→ **Task statement**: Reproduce the records verbatim, beginning with the line that contains "Target: parked car" and continuing through the final line of the records, with both ends included.

Records for identifying positions:
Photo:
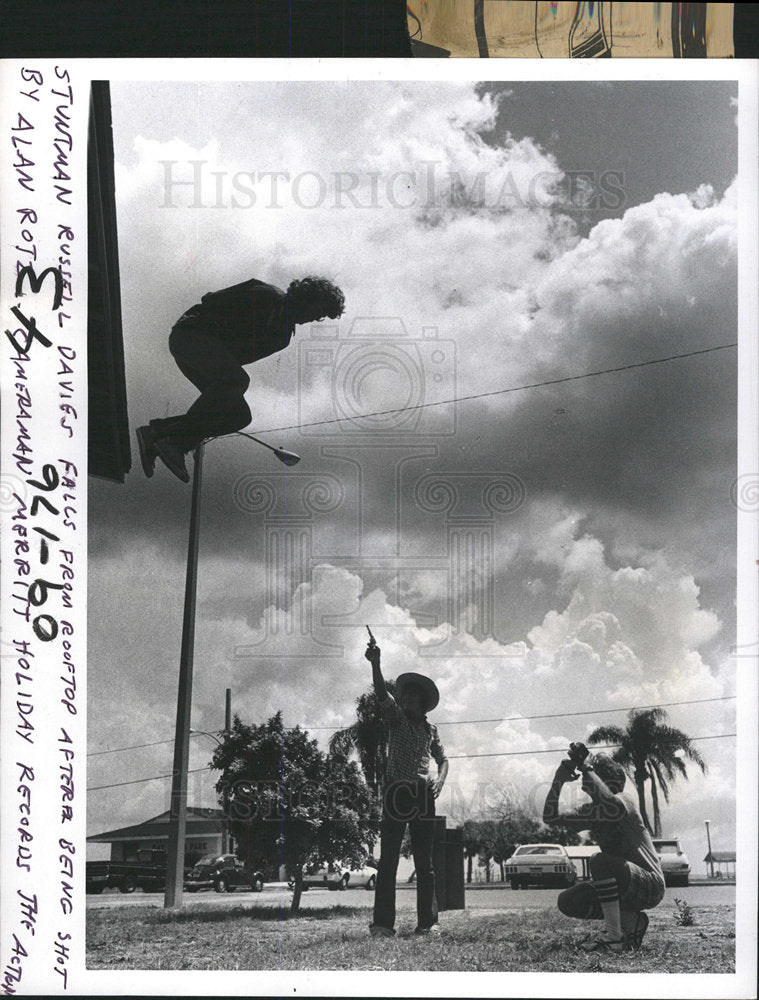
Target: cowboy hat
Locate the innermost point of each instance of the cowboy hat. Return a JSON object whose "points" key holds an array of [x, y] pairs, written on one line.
{"points": [[431, 693]]}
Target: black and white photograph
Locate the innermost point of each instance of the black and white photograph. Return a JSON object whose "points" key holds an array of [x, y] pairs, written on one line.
{"points": [[417, 474]]}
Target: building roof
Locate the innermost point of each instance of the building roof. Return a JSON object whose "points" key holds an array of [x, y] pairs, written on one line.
{"points": [[199, 821], [720, 856]]}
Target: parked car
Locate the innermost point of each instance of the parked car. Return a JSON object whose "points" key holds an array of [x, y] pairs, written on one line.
{"points": [[340, 878], [674, 861], [224, 873], [540, 864], [146, 872]]}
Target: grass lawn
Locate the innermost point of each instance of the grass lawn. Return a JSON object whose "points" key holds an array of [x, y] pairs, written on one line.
{"points": [[336, 938]]}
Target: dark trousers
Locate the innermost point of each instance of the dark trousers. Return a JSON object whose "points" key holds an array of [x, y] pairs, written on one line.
{"points": [[406, 803], [213, 369]]}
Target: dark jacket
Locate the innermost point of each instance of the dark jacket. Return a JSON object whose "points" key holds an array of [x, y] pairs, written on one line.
{"points": [[251, 318]]}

→ **Exercise answer**:
Target: parked car
Locate the innermost point of each instance of the parked car. Return a JSON object whose "points" key holds an array of [x, y] pairs, written on one line.
{"points": [[340, 878], [674, 861], [224, 873], [540, 864], [146, 872]]}
Target: grass lawn
Locate the innermost point of each instance of the grass lawn. Return a JSON object whose "points" key holds an array of [x, y] pairs, written on one line.
{"points": [[336, 938]]}
Target: dark trousers
Locate the innermost point of each instance of the dark trousers. Return a JSON object whose "points" key holds an array of [x, y] pairs, written on one line.
{"points": [[406, 803], [213, 369]]}
Target: dark jacket
Locate the innermost point of each instance of the dark jacket. Return a JSON object whose "points" key holds an array of [x, y] pairs, written on one line.
{"points": [[251, 318]]}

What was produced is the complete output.